Could you rewrite the listing below so that every "sample form" reads "expected format" and everything else stays the same? Leave the pictures out.

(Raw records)
+--

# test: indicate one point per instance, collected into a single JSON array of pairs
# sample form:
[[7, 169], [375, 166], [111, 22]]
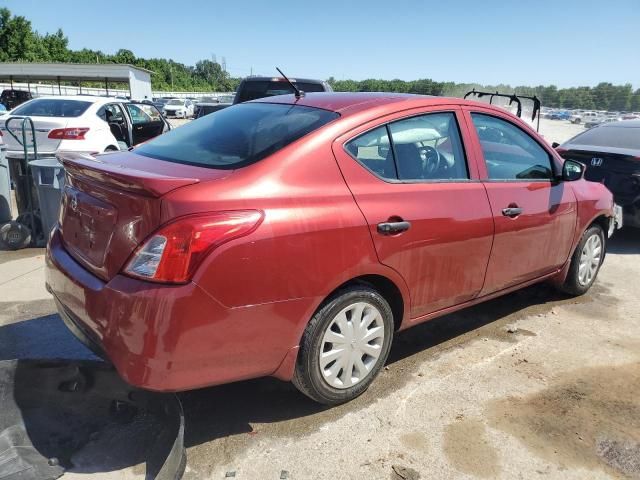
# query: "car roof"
[[81, 98], [622, 124], [350, 103], [281, 79]]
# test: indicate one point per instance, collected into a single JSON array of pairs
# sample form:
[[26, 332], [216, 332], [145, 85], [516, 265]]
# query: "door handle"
[[391, 228], [511, 212]]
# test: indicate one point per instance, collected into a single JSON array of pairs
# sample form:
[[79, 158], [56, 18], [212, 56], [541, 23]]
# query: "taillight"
[[68, 133], [173, 253]]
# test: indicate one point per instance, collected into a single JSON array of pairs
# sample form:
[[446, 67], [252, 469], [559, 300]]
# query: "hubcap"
[[352, 345], [590, 260]]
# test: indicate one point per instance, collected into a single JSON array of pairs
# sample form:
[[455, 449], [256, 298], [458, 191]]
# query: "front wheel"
[[586, 261], [344, 346]]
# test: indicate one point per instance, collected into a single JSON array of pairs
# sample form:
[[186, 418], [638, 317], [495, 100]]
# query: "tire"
[[330, 384], [581, 277]]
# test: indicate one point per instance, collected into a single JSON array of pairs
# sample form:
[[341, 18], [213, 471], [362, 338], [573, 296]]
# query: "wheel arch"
[[602, 220], [394, 290]]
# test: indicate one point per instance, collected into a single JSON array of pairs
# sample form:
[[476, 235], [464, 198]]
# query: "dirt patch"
[[7, 256], [17, 311], [588, 418], [469, 450], [403, 473], [415, 441]]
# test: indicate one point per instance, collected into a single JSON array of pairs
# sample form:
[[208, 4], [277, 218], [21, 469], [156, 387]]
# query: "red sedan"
[[293, 236]]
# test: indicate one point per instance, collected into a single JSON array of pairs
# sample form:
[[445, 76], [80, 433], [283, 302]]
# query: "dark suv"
[[259, 87], [12, 98]]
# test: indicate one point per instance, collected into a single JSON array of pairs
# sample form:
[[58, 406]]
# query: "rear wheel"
[[586, 261], [344, 346]]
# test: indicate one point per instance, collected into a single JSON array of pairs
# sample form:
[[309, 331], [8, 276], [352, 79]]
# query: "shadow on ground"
[[43, 337], [228, 410], [276, 408], [625, 242]]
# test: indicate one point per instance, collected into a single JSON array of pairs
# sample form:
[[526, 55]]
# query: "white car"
[[82, 124], [584, 117], [178, 108]]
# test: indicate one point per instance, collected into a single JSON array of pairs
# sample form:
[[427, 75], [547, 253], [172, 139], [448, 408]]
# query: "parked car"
[[583, 117], [559, 115], [205, 108], [83, 124], [252, 88], [294, 236], [600, 120], [611, 153], [226, 98], [12, 98], [179, 108]]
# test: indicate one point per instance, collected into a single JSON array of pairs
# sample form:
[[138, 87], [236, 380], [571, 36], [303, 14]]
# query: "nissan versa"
[[292, 236]]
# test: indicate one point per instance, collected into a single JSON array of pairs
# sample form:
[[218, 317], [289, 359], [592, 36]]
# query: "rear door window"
[[428, 147], [422, 148], [373, 151], [509, 152], [237, 136]]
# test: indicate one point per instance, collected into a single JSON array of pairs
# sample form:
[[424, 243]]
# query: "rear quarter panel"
[[313, 238], [594, 200]]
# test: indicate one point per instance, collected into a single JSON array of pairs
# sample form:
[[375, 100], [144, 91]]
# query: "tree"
[[56, 46], [18, 42]]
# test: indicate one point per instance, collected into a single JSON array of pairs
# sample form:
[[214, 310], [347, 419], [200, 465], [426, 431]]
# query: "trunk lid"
[[617, 170], [112, 202], [12, 130]]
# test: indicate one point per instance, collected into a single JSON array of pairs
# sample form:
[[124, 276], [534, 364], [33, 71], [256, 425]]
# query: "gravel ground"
[[530, 385]]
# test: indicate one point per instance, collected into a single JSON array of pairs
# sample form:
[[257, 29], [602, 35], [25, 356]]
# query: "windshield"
[[52, 107], [610, 136], [236, 136]]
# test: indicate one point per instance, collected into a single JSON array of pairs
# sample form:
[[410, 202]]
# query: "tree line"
[[19, 42]]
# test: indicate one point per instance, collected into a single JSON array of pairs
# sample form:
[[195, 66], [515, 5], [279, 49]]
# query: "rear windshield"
[[610, 136], [236, 136], [252, 90], [52, 107]]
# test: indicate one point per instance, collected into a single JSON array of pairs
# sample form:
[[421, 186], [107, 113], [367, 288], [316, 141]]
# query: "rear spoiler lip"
[[140, 182]]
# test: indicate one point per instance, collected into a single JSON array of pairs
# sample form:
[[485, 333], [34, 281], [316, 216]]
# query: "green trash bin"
[[48, 177], [5, 187]]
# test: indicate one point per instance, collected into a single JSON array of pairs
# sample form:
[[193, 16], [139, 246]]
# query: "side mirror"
[[572, 171]]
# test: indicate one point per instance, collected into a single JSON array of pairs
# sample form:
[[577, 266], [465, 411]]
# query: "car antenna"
[[299, 93]]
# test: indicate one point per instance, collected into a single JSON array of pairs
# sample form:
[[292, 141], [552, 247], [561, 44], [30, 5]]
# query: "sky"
[[518, 42]]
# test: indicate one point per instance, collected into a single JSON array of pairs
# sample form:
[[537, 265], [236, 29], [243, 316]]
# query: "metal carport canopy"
[[139, 79]]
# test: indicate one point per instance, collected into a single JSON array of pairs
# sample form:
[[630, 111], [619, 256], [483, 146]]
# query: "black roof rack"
[[513, 98]]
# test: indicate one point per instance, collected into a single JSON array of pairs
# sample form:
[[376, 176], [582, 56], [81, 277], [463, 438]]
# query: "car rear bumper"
[[169, 337]]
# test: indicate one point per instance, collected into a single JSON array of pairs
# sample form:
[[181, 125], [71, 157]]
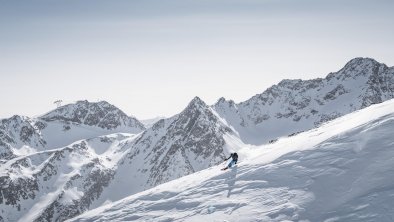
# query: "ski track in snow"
[[341, 171]]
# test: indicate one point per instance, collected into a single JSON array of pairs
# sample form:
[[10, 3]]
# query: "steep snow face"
[[341, 171], [58, 184], [64, 126], [100, 114], [293, 106], [148, 123], [191, 141]]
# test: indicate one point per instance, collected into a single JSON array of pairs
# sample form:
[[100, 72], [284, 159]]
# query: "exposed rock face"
[[42, 179], [188, 142], [100, 114], [294, 105]]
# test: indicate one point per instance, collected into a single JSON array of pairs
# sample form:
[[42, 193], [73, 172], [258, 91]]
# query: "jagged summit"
[[296, 105], [196, 102], [101, 114]]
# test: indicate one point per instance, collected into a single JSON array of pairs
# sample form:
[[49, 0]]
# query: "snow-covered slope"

+--

» OUTPUT FOR THIS TASK
# test: indicate one point per instance, collected into a single JSON array of pairs
# expected format:
[[7, 169], [375, 166], [111, 22]]
# query: "car roof"
[[81, 98], [622, 124], [350, 103], [281, 79]]
# test: indicate one point per instance, collected into a single JSON array of pairs
# expected format:
[[26, 332], [216, 332], [145, 85], [516, 265]]
# query: "door handle"
[[391, 228], [511, 212]]
# test: indicate one point per instance, collected into a single JSON array of pairs
# expected format:
[[79, 158], [56, 18], [212, 56], [541, 23]]
# query: "taillight"
[[68, 133], [173, 253]]
# test: indicate one point per instance, collected into a single JSON array of pairs
# expected format:
[[446, 67], [252, 469], [559, 300]]
# query: "hubcap"
[[352, 345], [590, 260]]
# test: indicate one point per instance, collected into a single JSON array of pairs
# expected format:
[[455, 449], [256, 298], [458, 191]]
# query: "front wheel"
[[586, 261], [344, 346]]
# test: indicate one point per instance, collected into a single JSON array of pairs
# expected format:
[[186, 418], [638, 317], [495, 100]]
# query: "tire"
[[330, 384], [581, 277]]
# test: indicate one point per instance, collected into a single JSON array of pairs
# expected format:
[[341, 18], [213, 471], [362, 338], [573, 296]]
# query: "wheel arch"
[[602, 220], [394, 290]]
# test: indicate one point per instance, collected into a single JSON array of pairs
# expected format:
[[476, 235], [464, 198]]
# query: "dirt patch"
[[7, 256], [17, 311], [588, 418], [469, 450], [403, 473], [415, 441]]
# test: indicate one point per instance, collected into a single JSON array of pairs
# expected format:
[[208, 4], [277, 218], [21, 469], [156, 387]]
# query: "red sedan"
[[293, 236]]
# test: indicate one point per instance, collected into a single JSON array of pairs
# expected format:
[[445, 76], [80, 433], [283, 302]]
# query: "dark suv"
[[259, 87], [12, 98]]
# test: indicate one point per instance, collected into a single JSON array of pairs
# expected format:
[[58, 406]]
# query: "rear wheel"
[[586, 261], [344, 346]]
# test: indicate one point per instance, collected into a single JSON array of pairs
# expected format:
[[309, 331], [8, 276], [352, 79]]
# query: "shadow on ground"
[[43, 337], [228, 410], [276, 408], [625, 242]]
# test: indicate one point per instance, collected into a single JSON array of pairs
# expected format:
[[526, 55]]
# query: "white car"
[[82, 124], [584, 117], [178, 108]]
# test: indicate one point per instance, collected into a single JSON array of pairs
# expected format:
[[427, 75], [547, 253], [172, 139], [448, 408]]
# query: "parked car"
[[583, 117], [559, 115], [205, 108], [83, 124], [252, 88], [294, 236], [600, 120], [611, 153], [226, 98], [12, 98], [179, 108]]
# test: indicate one point per instance, collected into a single JSON array of pairs
# expected format:
[[138, 87], [236, 380], [571, 36], [303, 14]]
# query: "nissan versa"
[[292, 236]]
# test: indicate one point per instance, collected into a single JSON array of pairs
# expected format:
[[218, 317], [289, 359], [592, 36]]
# query: "rear door window"
[[428, 147], [422, 148], [373, 151], [509, 152], [237, 136]]
# test: indicate one point per instance, collected into a single JSON array of pairs
# expected format:
[[424, 243]]
# query: "rear quarter panel"
[[313, 238], [594, 200]]
# test: indicate one point per instance, collected into a single JSON array of pairs
# expected format:
[[375, 100], [144, 91]]
# query: "tree"
[[56, 46], [18, 42]]
# test: indicate one point per instance, collected into a single JSON array of pairs
# expected format:
[[214, 310], [347, 419], [200, 465], [426, 431]]
# query: "trunk lid"
[[617, 170], [112, 202], [12, 130]]
# test: indicate one point per instance, collected into a single JSON array of pairs
# expected format:
[[124, 276], [534, 364], [33, 71], [256, 425]]
# query: "gravel ground"
[[530, 385]]
# test: indicate one point per instance, collected into a single JSON array of pairs
# expected format:
[[257, 29], [602, 35], [25, 356]]
# query: "windshield"
[[52, 107], [610, 136], [236, 136]]
# test: indicate one point per instance, collected into a single JSON array of pairs
# expected format:
[[410, 202]]
# query: "tree line"
[[19, 42]]
# test: indicate one point per instance, collected into a single JSON array of pairs
# expected format:
[[195, 66], [515, 5], [279, 49]]
# query: "rear windshield"
[[610, 136], [236, 136], [252, 90], [52, 107]]
# test: indicate one point per instance, collected into a single JSON array of pairs
# expected format:
[[421, 186], [107, 113], [367, 288], [316, 141]]
# query: "rear spoiler lip"
[[140, 182]]
# test: indicate one point per instance, collected into a single JSON array of pairs
# expected format:
[[485, 333], [34, 281], [316, 216]]
# query: "green trash bin"
[[48, 177], [5, 187]]
# test: indicate one point per instance, collected into a single JSON array of pairs
# expected format:
[[193, 16], [139, 246]]
# query: "side mirror"
[[572, 171]]
# test: indicate one point per instance, collected into a single JSON array of pairs
# expected format:
[[577, 266], [465, 411]]
# query: "car antenna"
[[299, 93]]
# test: indicate one point per instance, collected into a single JSON array of pairs
# expected format:
[[292, 141], [552, 247], [561, 44], [30, 5]]
# query: "sky"
[[518, 42]]
# test: indicate one point per instance, collected into a single JSON array of pairs
# expected format:
[[537, 265], [236, 29], [243, 316]]
# query: "metal carport canopy"
[[139, 79]]
# test: indicate one point per instance, collected into a single JSON array of pairs
# expected format:
[[630, 111], [619, 256], [483, 146]]
# query: "black roof rack"
[[513, 98]]
# test: indicate one point per instance, collected into a single JSON array of pairs
# expected format:
[[376, 176], [582, 56], [81, 277], [463, 438]]
# query: "car rear bumper"
[[169, 337]]
# test: indicate one point per instance, collected into a single JSON array of pairs
# expected format:
[[181, 125], [71, 157]]
# query: "ski track in snow"
[[341, 171]]
# test: indicate one point per instance, collected into a single JSON array of pairs
# expected format:
[[10, 3]]
# query: "steep snow face"
[[341, 171], [58, 184], [64, 126], [100, 114], [293, 106], [148, 123], [191, 141]]
# test: indicate one point per instance, collected into a single JSON array of pairs
# expected format:
[[100, 72], [284, 159]]
# query: "exposed rock face"
[[42, 179], [188, 142], [100, 114], [294, 105]]
# test: indicate one point per instance, collected into a single JSON array of pairs
# expected format:
[[42, 193], [73, 172], [258, 91]]
# query: "jagged summit"
[[296, 105], [196, 102], [101, 114]]
# test: indicate one point per instance, collected into a single JSON array of pairs
# expected format:
[[49, 0]]
# query: "snow-covered slope"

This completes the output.